WRITTEN EXERCISE: In the forum post on the van den Hul D102 MKIII interconnect, how does the poster describe the Acrolink interconnect?

TEXT EXTRACT:
# van den hul d102 MKIII Any opinions?



## hentai

Recently I've purchased the van den hull after having sold off acrolink 6n 2400 XLR ( exchanged Cardas XLR for them). I am also selling off the Cardas neutral reference rca and 2 other low end rcas. VDH d102 mkIII seems to sound very nice tonally and strike a balance in highs, mids and lows. Maybe cardas and acrolink are technically better, what's the use if they aren't satisfying tonally. A brief round up of interconnects I've experienced.
   
   
  Atlas questor: Lively but bright and forward
   
  Diy sliver: Nice for female vocal but the sound seems lean to be accurate
   
   
  Cardas: Quadlink n Neutral reference , smooth , detailed, sweet mids but somehow abit lack of highs ( Actually its pretty refined)
   
  Acrolink: Clean , detailed , analytical but mechanical.
   
  Diy PCOCC: Clean , detailed but mids are  dry
   
    Zonotone 6N: Bass kinda bloated , clarity not very desirable
   
  So I am enjoying VDH d102 MKIII even before its burnt in. I can't tell what is the weakness for the moment but the mids are pretty sweet ( this is all what it matters) with adequate highs and bass.

ENTRIES SHOWN:
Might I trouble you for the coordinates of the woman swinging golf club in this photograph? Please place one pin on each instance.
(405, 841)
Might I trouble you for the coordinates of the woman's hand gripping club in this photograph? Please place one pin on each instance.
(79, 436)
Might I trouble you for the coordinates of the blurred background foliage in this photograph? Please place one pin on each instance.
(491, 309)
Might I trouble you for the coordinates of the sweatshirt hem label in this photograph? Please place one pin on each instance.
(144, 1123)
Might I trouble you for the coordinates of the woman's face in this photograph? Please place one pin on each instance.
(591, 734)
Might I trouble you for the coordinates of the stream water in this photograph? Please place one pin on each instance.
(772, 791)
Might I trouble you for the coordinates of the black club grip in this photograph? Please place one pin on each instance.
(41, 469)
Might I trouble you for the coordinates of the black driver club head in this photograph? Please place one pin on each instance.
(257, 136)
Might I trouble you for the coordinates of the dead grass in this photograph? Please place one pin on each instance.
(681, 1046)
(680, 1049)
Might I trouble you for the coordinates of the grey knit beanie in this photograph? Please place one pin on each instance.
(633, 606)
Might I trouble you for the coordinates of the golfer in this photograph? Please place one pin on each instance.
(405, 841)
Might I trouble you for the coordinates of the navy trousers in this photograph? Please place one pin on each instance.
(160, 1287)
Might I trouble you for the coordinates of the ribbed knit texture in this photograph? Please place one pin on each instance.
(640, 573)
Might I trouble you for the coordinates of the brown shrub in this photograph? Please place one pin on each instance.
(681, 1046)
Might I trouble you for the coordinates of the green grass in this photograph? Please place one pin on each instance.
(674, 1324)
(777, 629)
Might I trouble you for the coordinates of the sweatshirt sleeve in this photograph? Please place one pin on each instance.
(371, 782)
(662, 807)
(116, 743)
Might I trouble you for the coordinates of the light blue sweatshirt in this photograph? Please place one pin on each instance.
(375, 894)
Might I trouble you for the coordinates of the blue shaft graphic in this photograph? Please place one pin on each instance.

OUTPUT: Clean, detailed, analytical but mechanical.